=== REQUEST ===
Duplicate every one of the following items word for word, leaving out the images in your output.

---------- RECORD LIST ----------

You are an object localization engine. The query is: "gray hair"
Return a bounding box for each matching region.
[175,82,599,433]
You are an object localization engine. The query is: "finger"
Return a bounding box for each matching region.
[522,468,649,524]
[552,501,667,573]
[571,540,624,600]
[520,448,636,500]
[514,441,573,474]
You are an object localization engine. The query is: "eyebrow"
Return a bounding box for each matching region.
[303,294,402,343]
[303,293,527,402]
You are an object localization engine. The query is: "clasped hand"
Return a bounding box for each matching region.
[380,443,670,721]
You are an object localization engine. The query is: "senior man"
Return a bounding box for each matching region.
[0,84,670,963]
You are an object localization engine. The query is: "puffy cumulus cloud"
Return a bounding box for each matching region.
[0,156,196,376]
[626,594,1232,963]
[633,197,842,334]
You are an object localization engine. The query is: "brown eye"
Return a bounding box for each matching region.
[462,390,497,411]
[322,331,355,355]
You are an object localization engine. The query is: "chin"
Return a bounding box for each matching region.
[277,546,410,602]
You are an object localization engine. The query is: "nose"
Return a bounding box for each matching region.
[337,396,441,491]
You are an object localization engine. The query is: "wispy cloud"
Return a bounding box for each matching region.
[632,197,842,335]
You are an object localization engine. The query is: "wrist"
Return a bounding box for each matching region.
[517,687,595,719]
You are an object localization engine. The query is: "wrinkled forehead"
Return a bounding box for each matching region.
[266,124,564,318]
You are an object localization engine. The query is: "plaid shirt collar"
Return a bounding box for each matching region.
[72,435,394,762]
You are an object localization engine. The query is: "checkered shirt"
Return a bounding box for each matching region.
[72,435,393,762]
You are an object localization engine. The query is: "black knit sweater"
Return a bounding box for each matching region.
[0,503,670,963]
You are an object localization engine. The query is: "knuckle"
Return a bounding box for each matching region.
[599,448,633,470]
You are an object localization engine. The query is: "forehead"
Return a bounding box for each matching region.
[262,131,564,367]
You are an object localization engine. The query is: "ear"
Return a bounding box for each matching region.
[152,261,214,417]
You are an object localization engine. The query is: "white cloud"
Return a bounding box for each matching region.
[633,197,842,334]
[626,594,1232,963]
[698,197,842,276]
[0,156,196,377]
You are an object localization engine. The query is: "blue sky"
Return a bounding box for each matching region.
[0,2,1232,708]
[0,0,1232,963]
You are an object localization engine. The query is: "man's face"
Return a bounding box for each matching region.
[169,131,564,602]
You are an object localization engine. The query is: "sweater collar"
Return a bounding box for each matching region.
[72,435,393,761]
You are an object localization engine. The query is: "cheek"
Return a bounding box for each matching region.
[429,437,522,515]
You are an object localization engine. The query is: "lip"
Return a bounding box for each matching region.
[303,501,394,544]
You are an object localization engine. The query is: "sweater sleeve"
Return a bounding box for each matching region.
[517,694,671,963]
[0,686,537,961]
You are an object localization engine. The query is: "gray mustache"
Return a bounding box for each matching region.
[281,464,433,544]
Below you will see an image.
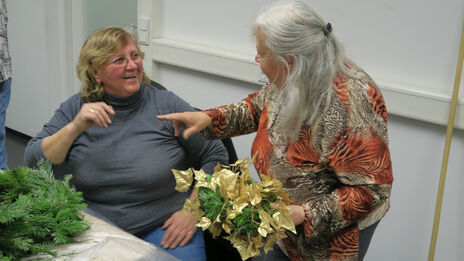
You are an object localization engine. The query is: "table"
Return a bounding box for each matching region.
[21,212,179,261]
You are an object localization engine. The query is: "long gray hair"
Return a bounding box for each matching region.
[253,1,352,141]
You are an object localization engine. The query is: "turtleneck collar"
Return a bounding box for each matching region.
[103,84,144,110]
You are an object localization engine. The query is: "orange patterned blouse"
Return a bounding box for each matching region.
[203,63,393,260]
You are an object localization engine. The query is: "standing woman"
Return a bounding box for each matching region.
[158,1,393,260]
[24,27,228,260]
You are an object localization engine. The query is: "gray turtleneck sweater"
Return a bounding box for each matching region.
[24,84,228,234]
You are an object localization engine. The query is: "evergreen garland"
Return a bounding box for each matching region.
[0,160,90,261]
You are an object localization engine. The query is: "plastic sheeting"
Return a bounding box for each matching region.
[22,213,179,261]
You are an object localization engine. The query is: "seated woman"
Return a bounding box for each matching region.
[24,28,228,260]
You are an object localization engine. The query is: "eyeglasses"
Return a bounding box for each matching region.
[110,52,140,67]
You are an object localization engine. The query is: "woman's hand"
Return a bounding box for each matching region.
[161,209,197,248]
[157,111,211,139]
[71,102,115,134]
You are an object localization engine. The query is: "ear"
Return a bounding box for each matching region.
[285,54,296,71]
[92,69,101,83]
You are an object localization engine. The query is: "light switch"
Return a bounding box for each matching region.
[138,17,150,31]
[137,17,150,45]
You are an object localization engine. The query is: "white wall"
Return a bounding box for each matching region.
[6,0,137,136]
[139,0,464,261]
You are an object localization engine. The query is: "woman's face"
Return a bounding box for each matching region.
[94,38,143,97]
[255,29,287,87]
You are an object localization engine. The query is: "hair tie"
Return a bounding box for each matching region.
[322,23,332,36]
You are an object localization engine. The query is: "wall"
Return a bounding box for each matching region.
[138,0,464,261]
[6,0,137,136]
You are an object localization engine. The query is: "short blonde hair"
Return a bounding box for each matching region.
[76,27,150,102]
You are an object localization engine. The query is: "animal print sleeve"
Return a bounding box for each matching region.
[203,86,267,139]
[286,80,393,260]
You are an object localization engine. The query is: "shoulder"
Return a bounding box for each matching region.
[59,93,84,113]
[143,82,193,114]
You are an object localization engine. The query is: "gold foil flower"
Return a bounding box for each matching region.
[173,159,296,260]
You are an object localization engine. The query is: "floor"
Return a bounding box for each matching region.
[5,128,31,169]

----------

=== OUTPUT OF THE TASK ===
You are an object localization engine. The query is: "gray hair"
Return a bounding box for each matching region.
[175,82,599,433]
You are an object localization engine. The query is: "finger"
Return a bounding box for each matching region.
[522,468,649,524]
[552,501,667,573]
[571,540,624,600]
[520,448,636,500]
[514,441,573,474]
You are an object localization engine. The query is: "eyebrow"
Return a bounding box for each matching region.
[303,294,402,343]
[303,293,527,402]
You are an object localization engine. The query is: "clasped hand"
Return a bounding box for each matching region.
[380,443,670,721]
You are an object localization engine. The query is: "senior man"
Return a bounding box for each matching region.
[0,84,670,963]
You are an object localization engine. The query is: "puffy cumulus cloud"
Return a bounding box for each matching region.
[0,156,196,376]
[626,594,1232,963]
[633,197,842,334]
You are an object localization engine. The query is: "brown eye"
Return a bounding box for each matching region.
[462,390,497,411]
[322,331,355,355]
You are an object localization engine. The query is: "chin"
Return a bounding box for each matching region.
[277,546,410,602]
You are an object localization engine. The query is: "nose"
Return a bounding box for each matching region.
[337,396,441,491]
You are an object localization engine. The query is: "wispy cloud"
Return a bounding box for each matching region.
[632,197,842,335]
You are an object localization engine. The query is: "wrist"
Return a bounding box for each matching region.
[517,687,595,719]
You are an object localization engine. The query is: "wrinkled forehead"
Return a bounding box for each matching region.
[266,124,564,318]
You are an object localization engine. The query is: "plaid shirt collar"
Return a bounding box for each matching region.
[72,435,394,762]
You are an object localization engine. The query is: "checkered shirt"
Return a bounding box for each matching region.
[72,435,393,762]
You are an object localization engine. The query is: "black knit sweater"
Return a bounding box for each matching region.
[0,503,670,963]
You are an object localization engine. The query is: "knuckle"
Return a bounding box for each matching region.
[599,448,633,470]
You are an object localization engine. The query is: "forehead"
Return a bounding box for each matching region.
[262,131,564,367]
You are an object localization engine. The query is: "ear"
Return a bounding box for each matching region.
[152,261,214,417]
You are an object localization engine. The query is: "white cloud"
Return a bounding box for each matching region.
[633,197,842,334]
[626,594,1232,963]
[698,197,842,276]
[0,156,196,377]
You are an object localization engine. The query is: "blue sky"
Return a bounding box for each matching region.
[0,2,1232,708]
[0,0,1232,963]
You are an object localization engine. The query is: "man's face"
Return a bounding box for each matching region.
[169,131,564,602]
You are an object localization engine. The query is: "sweater collar"
Return a bounding box for each matching region.
[72,435,393,761]
You are an object localization engine. The query is: "cheek"
Return a bounding box for each matching region.
[429,437,522,515]
You are an object localization engine. The query is: "lip"
Return a bounding box for each matching region.
[303,501,394,544]
You are an object localization engine. The query is: "sweater sleeve"
Return a bounding box for each matching region.
[517,694,671,963]
[0,686,537,961]
You are an object localization engine. The query is: "gray mustache"
Return a bounding box for each matching region.
[281,464,433,544]
Below you will see an image.
You are an object localization engine. The query is: "table"
Return a bounding box for each matching region.
[21,212,179,261]
You are an object localization engine. The query is: "long gray hair"
Return a bounding box for each matching region.
[253,1,352,141]
You are an object localization engine. The query is: "turtleneck collar"
Return a bounding box for each matching region.
[103,84,144,110]
You are an object localization engine. The query is: "orange patterned blouse"
Return a bounding box for each matching region.
[203,63,393,260]
You are an object localization engine. The query is: "standing woman"
Return a bounding box for each matching region.
[158,1,393,260]
[24,27,228,260]
You are an object localization engine. The query is: "gray turtleneck sweater"
Return a bounding box for each matching region.
[24,84,228,234]
You are an object localization engine. The query is: "evergreen garland"
Return a bounding box for each matching region.
[0,160,90,261]
You are an object localization engine. The query is: "plastic sheeting"
Return a bounding box for each matching region.
[22,213,179,261]
You are an object localization engine. The query is: "seated woman"
Return a bounding box for each matching region.
[24,28,228,260]
You are an object localization engine. The query is: "eyeglasses"
Return a bounding box for each matching region.
[110,52,140,67]
You are an object localization engine. The query is: "woman's hand"
Return a bounding box for each matching region.
[161,209,197,248]
[157,111,211,139]
[71,102,115,134]
You are an object localization engine. The query is: "ear"
Return a bounding box for each matching region.
[285,54,296,71]
[92,69,101,83]
You are an object localization engine. The query is: "light switch"
Return a bounding box for each matching region.
[138,17,150,31]
[137,17,150,45]
You are an object localization engine. The query is: "white wall"
Return a bounding box for each matching region.
[6,0,137,136]
[139,0,464,261]
You are an object localization engine. The query is: "woman's face"
Return a bounding box for each matching region.
[94,38,143,97]
[255,29,287,87]
You are an object localization engine. The query is: "hair tie"
Return a bounding box for each matching region.
[322,23,332,36]
You are an object localization engine. The query is: "wall"
Return a bounding box for each matching region.
[138,0,464,261]
[6,0,137,136]
You are an object localization engine. The query is: "short blonde hair"
Return a bounding box for each matching region.
[76,27,150,102]
You are an object localization engine. The query is: "animal print sleeve"
Return a bounding box for each matching region.
[203,86,267,139]
[286,80,393,260]
You are an object localization engine. The query is: "shoulder"
Return a bounding box for each matching region.
[59,93,84,113]
[143,82,193,114]
You are an object localization engine. The query is: "gold foil flower"
Return a bounding box for each matching region.
[173,159,296,260]
You are an object localization engine. The query is: "floor"
Return a bounding box for each matching region.
[5,128,31,169]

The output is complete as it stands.